### Source extract ###

VBA, 'implements', and occasional failure to upcast. [probably messyVBA internal bug?]

L

lab27

Hi -

I've occasionally observed the following behaviour, and wonder if
anyone has a /proper/ explanation for it....
(I'm currently using excel 2003, but I've seen this on 2000)

(I'm not asking about upcasting and implements in general - this stuff
works fine - & I haven't provided any code samples because this stuff
works perfectly almost all the time, and then code which is working
will fail as described below.... (and this is NOT related to external
factors :p) )

base class clsB

several derived classes ( 'implementing' clsB ) clsD1, clsD2, clsD3,
of varying complexity - some with members, some with constructors (ok,
cls_initialise ;P ).

Occasionally, perfectly sensible upcasts which were working fail with
"type mismatch" (and continue to fail even when the process is
restarted). (without having edited any code for the above classes).

dim b as clsB
set b = new clsD1 <-- fails with "type mismatch", really should work,
and has been working - no changes to B/D1

Not all derived classes fail to upcast, the ones without initialisers
worked... (!)

### Given records ###

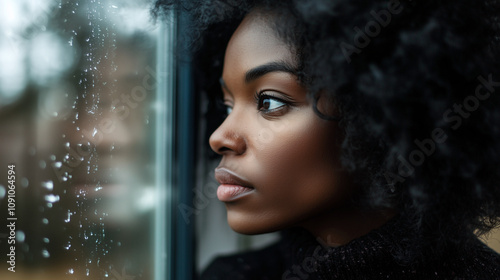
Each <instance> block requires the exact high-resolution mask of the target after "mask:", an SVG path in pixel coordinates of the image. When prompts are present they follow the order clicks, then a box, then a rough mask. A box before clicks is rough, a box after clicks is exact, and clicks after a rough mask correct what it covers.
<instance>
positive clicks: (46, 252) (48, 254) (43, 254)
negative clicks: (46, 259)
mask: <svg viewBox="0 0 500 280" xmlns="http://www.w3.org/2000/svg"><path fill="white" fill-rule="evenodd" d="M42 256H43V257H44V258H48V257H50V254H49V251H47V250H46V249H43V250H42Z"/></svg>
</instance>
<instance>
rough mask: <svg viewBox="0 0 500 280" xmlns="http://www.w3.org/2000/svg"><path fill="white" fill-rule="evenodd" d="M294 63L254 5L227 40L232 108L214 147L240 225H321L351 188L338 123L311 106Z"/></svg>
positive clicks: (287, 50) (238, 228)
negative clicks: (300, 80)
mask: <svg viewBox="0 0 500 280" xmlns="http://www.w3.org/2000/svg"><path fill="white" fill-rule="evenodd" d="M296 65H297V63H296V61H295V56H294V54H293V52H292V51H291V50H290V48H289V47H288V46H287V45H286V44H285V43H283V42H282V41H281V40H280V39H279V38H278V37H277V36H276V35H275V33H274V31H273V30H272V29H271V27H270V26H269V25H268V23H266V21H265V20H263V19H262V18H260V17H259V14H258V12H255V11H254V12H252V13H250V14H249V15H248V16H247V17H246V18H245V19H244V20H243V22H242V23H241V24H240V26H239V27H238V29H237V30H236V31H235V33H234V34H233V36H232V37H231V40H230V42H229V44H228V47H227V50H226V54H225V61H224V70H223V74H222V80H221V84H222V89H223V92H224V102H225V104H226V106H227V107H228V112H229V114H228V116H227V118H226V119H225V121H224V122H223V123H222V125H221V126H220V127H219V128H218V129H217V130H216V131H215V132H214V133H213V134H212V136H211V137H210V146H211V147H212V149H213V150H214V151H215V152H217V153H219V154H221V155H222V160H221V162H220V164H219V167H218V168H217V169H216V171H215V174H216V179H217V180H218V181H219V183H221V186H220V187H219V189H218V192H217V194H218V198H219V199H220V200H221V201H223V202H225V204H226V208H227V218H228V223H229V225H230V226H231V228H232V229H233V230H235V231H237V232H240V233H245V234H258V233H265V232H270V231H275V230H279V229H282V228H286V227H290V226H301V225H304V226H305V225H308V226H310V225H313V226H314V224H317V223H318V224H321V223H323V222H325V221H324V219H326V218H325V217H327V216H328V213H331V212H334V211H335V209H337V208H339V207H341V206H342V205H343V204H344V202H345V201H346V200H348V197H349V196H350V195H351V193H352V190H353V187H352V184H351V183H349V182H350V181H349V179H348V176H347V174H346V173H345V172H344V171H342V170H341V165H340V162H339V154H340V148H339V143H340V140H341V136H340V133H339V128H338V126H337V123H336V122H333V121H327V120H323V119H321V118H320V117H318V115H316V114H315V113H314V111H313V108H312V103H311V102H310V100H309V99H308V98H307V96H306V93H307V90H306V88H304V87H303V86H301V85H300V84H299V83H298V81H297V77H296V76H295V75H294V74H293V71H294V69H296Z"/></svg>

###
### Given records ###

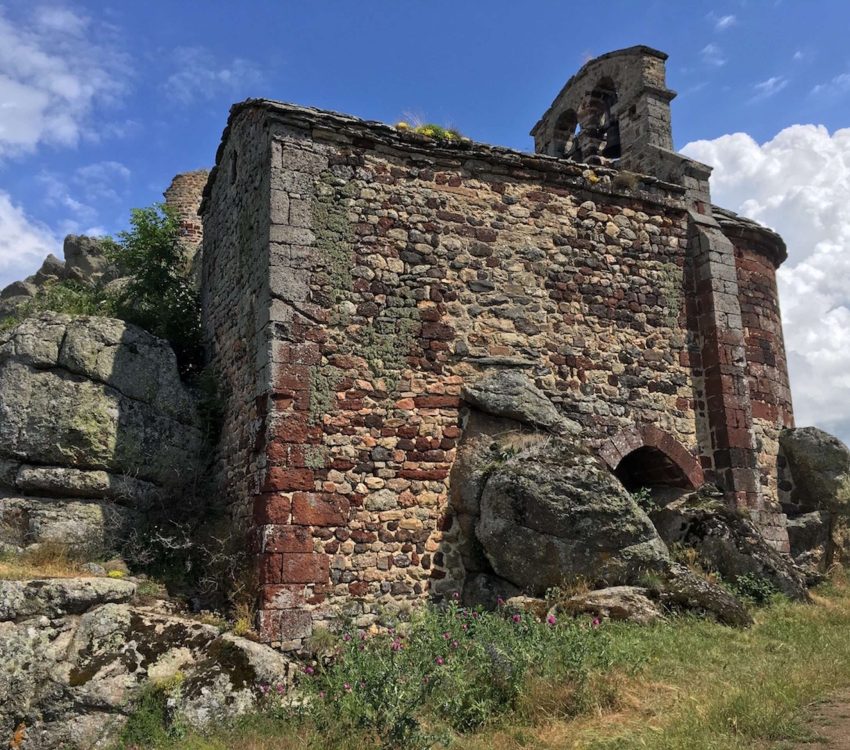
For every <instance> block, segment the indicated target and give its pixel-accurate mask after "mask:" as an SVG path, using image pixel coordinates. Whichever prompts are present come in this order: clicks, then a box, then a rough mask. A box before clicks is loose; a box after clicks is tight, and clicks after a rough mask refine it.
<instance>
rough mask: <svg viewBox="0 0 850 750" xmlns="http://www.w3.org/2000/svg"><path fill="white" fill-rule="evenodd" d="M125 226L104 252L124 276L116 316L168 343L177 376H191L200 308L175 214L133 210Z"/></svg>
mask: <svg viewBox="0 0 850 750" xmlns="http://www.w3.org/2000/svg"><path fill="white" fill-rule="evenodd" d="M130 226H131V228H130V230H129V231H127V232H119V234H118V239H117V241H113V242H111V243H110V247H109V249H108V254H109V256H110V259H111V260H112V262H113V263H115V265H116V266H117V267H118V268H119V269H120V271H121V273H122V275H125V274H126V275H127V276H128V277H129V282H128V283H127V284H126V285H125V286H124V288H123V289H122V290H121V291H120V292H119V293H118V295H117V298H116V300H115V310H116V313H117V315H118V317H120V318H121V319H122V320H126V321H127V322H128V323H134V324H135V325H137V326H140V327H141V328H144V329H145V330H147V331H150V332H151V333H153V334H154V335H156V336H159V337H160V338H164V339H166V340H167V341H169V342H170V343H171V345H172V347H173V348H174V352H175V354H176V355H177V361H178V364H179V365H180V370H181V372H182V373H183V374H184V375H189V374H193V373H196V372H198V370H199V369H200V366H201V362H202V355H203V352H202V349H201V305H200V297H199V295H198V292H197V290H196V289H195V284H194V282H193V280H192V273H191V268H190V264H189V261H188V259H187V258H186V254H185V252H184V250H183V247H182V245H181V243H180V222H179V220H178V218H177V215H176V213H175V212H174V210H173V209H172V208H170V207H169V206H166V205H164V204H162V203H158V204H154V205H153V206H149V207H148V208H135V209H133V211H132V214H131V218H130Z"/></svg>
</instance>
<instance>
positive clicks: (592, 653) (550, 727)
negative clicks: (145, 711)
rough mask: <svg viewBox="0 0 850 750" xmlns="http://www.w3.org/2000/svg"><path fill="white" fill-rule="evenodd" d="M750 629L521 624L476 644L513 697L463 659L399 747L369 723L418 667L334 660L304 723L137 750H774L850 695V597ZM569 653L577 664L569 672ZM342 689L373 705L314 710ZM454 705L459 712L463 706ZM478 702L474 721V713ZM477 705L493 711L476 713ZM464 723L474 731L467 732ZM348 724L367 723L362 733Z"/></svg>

###

_Work instructions_
a) In the VBA post, which version of Excel is the writer currently using?
b) Count the lines of the stored items that contain the string "negative", matching case exactly. Give only the number.

_Answers for this exercise_
a) Excel 2003.

b) 3